• [Work item]: What is needed is an exact copy of all the records below.

Records for processing section start

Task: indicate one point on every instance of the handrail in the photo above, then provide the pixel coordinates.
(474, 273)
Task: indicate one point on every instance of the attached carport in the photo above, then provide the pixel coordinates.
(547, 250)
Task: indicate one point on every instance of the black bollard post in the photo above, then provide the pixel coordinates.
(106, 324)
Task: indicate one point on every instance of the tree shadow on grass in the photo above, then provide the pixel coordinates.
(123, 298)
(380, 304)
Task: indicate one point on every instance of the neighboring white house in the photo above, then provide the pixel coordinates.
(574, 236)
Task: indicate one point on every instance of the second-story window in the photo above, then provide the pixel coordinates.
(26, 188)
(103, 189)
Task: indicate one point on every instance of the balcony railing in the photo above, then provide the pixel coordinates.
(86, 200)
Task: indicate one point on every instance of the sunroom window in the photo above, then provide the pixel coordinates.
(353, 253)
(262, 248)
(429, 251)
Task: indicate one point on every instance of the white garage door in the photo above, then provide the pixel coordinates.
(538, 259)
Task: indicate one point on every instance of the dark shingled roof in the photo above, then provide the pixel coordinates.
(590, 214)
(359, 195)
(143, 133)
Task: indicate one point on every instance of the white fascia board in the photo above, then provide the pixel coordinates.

Records for processing section end

• [Result for this exercise]:
Task: indicate one point on every instance of the handrail in the photo above, then provide the pixel coordinates.
(474, 273)
Task: indicate one point on every instance of the attached carport in the photo above, then provide the pixel coordinates.
(547, 250)
Task: indicate one point on every instance of the black bollard post in the photo above, then provide the pixel coordinates.
(106, 324)
Task: indicate one point on every instance of the tree shadow on grass in the photo above, then provide the pixel coordinates.
(123, 298)
(380, 304)
Task: indicate one point on every instance of the neighboring white house in the photo above, then provide the pixel coordinates.
(574, 236)
Task: indicate one point on every instance of the second-story window in the photo above, then provide the pixel coordinates.
(26, 188)
(103, 189)
Task: indicate one point on every instance of the balcony railing in the photo above, then provide the pixel coordinates.
(86, 200)
Task: indicate one point on every instance of the sunroom window in the photo above, then provide the pixel coordinates.
(353, 253)
(262, 248)
(429, 251)
Task: indicate one point on every instance of the white garage door in the photo above, then provide the pixel coordinates.
(538, 259)
Task: indicate one point on every instance of the dark shingled roof in the photo above, then provide the pixel coordinates.
(590, 214)
(359, 195)
(143, 133)
Task: indicate one point on every instance of the white fascia board in the photo above, then provide the pixel coordinates.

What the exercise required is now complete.